What you have to do: Among the records below, find each line bearing the word "target" and copy it.
BEGIN Information supplied
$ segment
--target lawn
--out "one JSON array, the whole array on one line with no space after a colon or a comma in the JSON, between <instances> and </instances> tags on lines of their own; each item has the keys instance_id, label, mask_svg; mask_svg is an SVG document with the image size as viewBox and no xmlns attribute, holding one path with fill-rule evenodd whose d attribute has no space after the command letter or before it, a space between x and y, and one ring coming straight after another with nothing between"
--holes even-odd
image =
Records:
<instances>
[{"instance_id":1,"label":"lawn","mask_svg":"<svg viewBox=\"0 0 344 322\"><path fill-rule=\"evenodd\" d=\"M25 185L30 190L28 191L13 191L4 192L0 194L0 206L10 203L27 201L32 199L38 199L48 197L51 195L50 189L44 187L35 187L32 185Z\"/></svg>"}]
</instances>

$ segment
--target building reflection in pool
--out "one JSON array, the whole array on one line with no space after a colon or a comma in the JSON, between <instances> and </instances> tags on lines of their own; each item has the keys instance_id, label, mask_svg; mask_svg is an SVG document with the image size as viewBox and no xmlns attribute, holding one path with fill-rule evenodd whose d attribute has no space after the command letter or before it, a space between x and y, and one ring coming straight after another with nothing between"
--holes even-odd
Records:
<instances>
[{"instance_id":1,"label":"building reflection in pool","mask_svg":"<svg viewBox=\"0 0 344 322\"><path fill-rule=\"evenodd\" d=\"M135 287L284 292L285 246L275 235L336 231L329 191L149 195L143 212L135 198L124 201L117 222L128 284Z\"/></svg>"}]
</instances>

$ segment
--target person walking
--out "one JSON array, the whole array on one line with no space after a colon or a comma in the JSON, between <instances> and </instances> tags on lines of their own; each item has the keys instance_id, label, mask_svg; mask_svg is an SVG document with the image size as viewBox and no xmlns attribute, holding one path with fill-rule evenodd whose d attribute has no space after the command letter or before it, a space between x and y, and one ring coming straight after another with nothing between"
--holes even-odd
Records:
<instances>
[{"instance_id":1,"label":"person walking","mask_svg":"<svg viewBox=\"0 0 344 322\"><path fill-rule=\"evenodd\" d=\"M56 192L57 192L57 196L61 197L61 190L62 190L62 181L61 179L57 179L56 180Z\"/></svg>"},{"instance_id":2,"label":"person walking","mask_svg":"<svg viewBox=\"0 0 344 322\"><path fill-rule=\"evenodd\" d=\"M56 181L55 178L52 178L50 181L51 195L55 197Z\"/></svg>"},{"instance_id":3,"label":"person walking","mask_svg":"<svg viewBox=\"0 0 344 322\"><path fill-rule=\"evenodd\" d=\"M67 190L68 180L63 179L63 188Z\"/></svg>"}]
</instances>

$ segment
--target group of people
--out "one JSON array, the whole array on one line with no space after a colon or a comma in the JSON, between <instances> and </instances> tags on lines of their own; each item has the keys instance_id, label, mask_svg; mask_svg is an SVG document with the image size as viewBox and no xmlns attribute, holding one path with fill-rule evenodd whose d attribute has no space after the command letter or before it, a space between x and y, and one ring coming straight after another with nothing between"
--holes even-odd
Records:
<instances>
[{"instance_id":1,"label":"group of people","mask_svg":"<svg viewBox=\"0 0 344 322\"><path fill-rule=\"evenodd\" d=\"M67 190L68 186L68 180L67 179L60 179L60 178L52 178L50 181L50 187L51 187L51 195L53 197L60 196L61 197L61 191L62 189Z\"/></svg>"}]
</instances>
END Information supplied
Solution to the problem:
--target lawn
--target building reflection in pool
--target person walking
--target group of people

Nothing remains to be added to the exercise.